Region labeling items
----

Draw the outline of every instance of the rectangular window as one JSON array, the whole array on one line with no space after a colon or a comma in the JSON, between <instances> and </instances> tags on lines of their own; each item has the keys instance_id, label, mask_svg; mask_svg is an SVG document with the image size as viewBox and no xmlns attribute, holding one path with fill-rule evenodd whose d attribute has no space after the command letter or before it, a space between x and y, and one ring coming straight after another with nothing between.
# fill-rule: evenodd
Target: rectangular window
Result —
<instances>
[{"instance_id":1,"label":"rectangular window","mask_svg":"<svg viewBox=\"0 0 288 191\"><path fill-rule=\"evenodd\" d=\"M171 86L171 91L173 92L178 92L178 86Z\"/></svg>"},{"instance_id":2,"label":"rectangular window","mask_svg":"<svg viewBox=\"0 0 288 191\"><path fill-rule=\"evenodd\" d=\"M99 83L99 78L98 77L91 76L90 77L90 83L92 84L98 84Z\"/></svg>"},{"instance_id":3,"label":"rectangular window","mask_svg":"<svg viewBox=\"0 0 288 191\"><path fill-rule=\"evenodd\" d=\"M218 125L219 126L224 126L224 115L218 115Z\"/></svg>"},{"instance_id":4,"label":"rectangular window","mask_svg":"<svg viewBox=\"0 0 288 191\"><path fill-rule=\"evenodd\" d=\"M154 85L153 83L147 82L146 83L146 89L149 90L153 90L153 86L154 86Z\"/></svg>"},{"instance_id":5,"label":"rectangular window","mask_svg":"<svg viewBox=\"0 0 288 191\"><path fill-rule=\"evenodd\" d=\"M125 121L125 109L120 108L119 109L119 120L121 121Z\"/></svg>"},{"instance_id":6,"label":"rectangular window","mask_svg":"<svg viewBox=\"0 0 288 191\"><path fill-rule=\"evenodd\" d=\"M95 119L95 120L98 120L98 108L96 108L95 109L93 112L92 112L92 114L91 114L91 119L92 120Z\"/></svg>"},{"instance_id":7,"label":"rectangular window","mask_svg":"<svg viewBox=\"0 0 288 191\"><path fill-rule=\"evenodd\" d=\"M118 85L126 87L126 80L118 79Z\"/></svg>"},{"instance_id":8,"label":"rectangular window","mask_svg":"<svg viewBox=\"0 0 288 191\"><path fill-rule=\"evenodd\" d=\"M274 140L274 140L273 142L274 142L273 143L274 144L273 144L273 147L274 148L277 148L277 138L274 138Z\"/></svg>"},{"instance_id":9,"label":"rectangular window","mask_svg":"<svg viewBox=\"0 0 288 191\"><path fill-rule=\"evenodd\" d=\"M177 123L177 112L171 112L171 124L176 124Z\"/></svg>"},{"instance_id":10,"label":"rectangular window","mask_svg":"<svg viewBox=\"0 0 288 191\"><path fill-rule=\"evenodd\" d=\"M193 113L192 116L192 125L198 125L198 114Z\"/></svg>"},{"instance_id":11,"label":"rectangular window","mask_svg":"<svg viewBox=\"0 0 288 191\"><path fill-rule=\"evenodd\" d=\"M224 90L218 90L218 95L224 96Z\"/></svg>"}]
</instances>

----

▸ **EXERCISE DETAILS**
Write the material out again word for word.

▸ **WRITTEN RESPONSE**
Draw the outline of every instance of the rectangular window as one JSON array, the whole array on one line with no space after a colon or a comma in the JSON, between <instances> and </instances> tags on lines of their own; each item has the keys instance_id, label, mask_svg; mask_svg is an SVG document with the image size as viewBox and no xmlns attribute, holding one path with fill-rule evenodd whose d attribute has no space after the command letter or before it, a space between x and y, and one ring coming straight after another with nothing between.
# fill-rule: evenodd
Target: rectangular window
Result —
<instances>
[{"instance_id":1,"label":"rectangular window","mask_svg":"<svg viewBox=\"0 0 288 191\"><path fill-rule=\"evenodd\" d=\"M171 86L171 91L173 92L178 92L178 86Z\"/></svg>"},{"instance_id":2,"label":"rectangular window","mask_svg":"<svg viewBox=\"0 0 288 191\"><path fill-rule=\"evenodd\" d=\"M99 83L99 78L98 77L91 76L90 77L90 83L92 84L98 84Z\"/></svg>"},{"instance_id":3,"label":"rectangular window","mask_svg":"<svg viewBox=\"0 0 288 191\"><path fill-rule=\"evenodd\" d=\"M218 125L219 126L224 126L224 115L218 115Z\"/></svg>"},{"instance_id":4,"label":"rectangular window","mask_svg":"<svg viewBox=\"0 0 288 191\"><path fill-rule=\"evenodd\" d=\"M154 85L153 83L147 82L146 83L146 89L149 90L153 90L153 86L154 86Z\"/></svg>"},{"instance_id":5,"label":"rectangular window","mask_svg":"<svg viewBox=\"0 0 288 191\"><path fill-rule=\"evenodd\" d=\"M125 121L125 109L120 108L119 109L119 120L121 121Z\"/></svg>"},{"instance_id":6,"label":"rectangular window","mask_svg":"<svg viewBox=\"0 0 288 191\"><path fill-rule=\"evenodd\" d=\"M95 119L95 120L98 120L98 108L96 108L95 109L93 112L92 112L92 114L91 114L91 119L92 120Z\"/></svg>"},{"instance_id":7,"label":"rectangular window","mask_svg":"<svg viewBox=\"0 0 288 191\"><path fill-rule=\"evenodd\" d=\"M118 85L126 87L126 80L118 79Z\"/></svg>"},{"instance_id":8,"label":"rectangular window","mask_svg":"<svg viewBox=\"0 0 288 191\"><path fill-rule=\"evenodd\" d=\"M274 140L274 140L273 142L274 142L273 143L274 144L273 144L273 147L274 148L277 148L277 138L274 138Z\"/></svg>"},{"instance_id":9,"label":"rectangular window","mask_svg":"<svg viewBox=\"0 0 288 191\"><path fill-rule=\"evenodd\" d=\"M177 123L177 112L171 112L171 124L176 124Z\"/></svg>"},{"instance_id":10,"label":"rectangular window","mask_svg":"<svg viewBox=\"0 0 288 191\"><path fill-rule=\"evenodd\" d=\"M193 113L192 116L192 125L198 125L198 114Z\"/></svg>"},{"instance_id":11,"label":"rectangular window","mask_svg":"<svg viewBox=\"0 0 288 191\"><path fill-rule=\"evenodd\" d=\"M224 90L218 90L218 95L224 96Z\"/></svg>"}]
</instances>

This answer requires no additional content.